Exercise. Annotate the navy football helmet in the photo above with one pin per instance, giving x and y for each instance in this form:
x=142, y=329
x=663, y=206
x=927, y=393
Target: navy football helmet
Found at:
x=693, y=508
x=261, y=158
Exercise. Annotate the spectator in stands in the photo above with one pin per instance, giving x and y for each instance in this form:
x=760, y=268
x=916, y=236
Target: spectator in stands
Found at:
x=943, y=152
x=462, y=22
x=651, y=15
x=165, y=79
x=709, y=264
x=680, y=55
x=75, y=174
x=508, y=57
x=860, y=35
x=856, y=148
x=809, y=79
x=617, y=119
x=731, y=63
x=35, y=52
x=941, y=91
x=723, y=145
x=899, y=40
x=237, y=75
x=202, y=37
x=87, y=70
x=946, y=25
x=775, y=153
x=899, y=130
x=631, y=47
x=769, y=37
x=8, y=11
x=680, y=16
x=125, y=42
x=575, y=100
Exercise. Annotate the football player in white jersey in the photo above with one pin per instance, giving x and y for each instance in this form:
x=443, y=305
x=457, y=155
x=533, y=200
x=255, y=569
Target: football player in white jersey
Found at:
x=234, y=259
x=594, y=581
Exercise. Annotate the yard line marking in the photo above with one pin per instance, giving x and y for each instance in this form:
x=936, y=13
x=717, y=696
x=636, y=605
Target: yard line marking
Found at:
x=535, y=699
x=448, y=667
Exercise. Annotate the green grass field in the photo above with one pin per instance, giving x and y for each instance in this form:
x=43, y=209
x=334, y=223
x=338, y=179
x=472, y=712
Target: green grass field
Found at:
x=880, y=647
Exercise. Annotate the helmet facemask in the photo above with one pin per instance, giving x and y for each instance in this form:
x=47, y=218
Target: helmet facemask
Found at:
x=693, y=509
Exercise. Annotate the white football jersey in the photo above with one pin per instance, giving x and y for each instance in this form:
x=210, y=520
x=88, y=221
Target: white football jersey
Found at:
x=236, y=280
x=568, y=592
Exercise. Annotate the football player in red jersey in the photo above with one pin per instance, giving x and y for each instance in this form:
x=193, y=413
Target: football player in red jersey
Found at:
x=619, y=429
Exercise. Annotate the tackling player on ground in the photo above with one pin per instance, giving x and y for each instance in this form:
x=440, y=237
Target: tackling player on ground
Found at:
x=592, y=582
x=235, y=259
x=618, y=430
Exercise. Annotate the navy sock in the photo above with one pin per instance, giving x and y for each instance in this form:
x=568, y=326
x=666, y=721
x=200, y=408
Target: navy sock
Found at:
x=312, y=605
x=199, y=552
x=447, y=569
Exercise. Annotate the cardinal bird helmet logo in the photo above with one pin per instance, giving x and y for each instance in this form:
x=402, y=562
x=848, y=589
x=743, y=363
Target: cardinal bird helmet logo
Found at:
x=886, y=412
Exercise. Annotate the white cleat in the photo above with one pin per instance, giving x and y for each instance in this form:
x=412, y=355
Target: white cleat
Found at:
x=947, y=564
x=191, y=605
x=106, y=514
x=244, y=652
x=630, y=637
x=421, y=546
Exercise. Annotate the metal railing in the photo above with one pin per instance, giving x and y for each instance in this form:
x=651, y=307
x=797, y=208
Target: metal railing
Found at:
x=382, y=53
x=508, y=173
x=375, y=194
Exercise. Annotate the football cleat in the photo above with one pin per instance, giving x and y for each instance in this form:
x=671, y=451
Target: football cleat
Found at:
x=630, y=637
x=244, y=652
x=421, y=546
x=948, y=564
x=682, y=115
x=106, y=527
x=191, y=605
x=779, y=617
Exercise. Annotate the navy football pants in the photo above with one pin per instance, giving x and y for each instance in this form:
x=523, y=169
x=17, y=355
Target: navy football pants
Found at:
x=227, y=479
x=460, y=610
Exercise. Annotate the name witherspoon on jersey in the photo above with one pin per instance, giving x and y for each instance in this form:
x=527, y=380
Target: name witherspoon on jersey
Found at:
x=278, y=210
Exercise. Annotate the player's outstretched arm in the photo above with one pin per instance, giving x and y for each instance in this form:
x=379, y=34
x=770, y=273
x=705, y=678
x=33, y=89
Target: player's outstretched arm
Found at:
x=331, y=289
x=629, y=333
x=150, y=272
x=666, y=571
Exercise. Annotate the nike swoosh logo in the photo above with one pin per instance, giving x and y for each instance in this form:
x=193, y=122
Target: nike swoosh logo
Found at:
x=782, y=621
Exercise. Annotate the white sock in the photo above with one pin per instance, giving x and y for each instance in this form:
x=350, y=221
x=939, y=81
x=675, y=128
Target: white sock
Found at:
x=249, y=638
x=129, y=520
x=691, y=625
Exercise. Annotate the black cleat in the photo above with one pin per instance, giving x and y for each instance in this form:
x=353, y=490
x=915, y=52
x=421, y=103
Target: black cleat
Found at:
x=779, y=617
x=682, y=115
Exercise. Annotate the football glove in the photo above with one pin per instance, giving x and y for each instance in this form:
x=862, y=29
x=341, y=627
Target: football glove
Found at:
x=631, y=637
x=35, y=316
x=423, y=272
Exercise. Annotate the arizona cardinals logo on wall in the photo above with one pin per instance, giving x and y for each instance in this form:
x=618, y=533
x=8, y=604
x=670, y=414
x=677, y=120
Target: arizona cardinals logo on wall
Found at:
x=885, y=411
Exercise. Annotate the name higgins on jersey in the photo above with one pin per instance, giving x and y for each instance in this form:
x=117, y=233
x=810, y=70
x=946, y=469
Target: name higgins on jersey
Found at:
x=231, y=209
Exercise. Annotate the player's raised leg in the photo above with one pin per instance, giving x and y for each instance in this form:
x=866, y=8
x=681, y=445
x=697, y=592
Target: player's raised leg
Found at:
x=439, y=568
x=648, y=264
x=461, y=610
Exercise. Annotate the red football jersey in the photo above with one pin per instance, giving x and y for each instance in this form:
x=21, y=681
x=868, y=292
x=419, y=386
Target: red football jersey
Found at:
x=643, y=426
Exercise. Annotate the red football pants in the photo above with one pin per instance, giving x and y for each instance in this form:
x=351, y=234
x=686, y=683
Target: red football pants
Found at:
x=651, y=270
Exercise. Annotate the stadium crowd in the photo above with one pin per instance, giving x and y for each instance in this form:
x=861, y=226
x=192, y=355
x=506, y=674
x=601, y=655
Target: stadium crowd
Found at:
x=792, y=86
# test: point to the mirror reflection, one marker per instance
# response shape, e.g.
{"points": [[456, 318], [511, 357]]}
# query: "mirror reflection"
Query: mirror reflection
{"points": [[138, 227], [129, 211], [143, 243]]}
┄┄┄┄┄┄
§ **Task details**
Rewrite the rows from the beginning through the line that contains "x=575, y=100", replacing "spectator" with "onlooker" and leaving everything else unchanged.

§ **Written answer**
Exercise. Annotate the navy football helmet in the photo above with one pin per instance, giving x and y for each instance in this form:
x=142, y=329
x=663, y=206
x=927, y=393
Target: navy football helmet
Found at:
x=693, y=508
x=261, y=158
Exercise. Annotate the onlooker in stands in the photo above with one pin per instance, giving x and y for each instance in this form:
x=760, y=268
x=916, y=236
Target: onlooker in stands
Found at:
x=943, y=152
x=462, y=22
x=651, y=15
x=165, y=79
x=709, y=264
x=680, y=55
x=75, y=174
x=508, y=57
x=860, y=35
x=856, y=148
x=809, y=79
x=617, y=119
x=731, y=63
x=35, y=52
x=941, y=91
x=723, y=145
x=899, y=40
x=237, y=75
x=202, y=37
x=87, y=70
x=946, y=25
x=775, y=153
x=899, y=130
x=631, y=47
x=769, y=37
x=8, y=11
x=680, y=16
x=125, y=42
x=575, y=100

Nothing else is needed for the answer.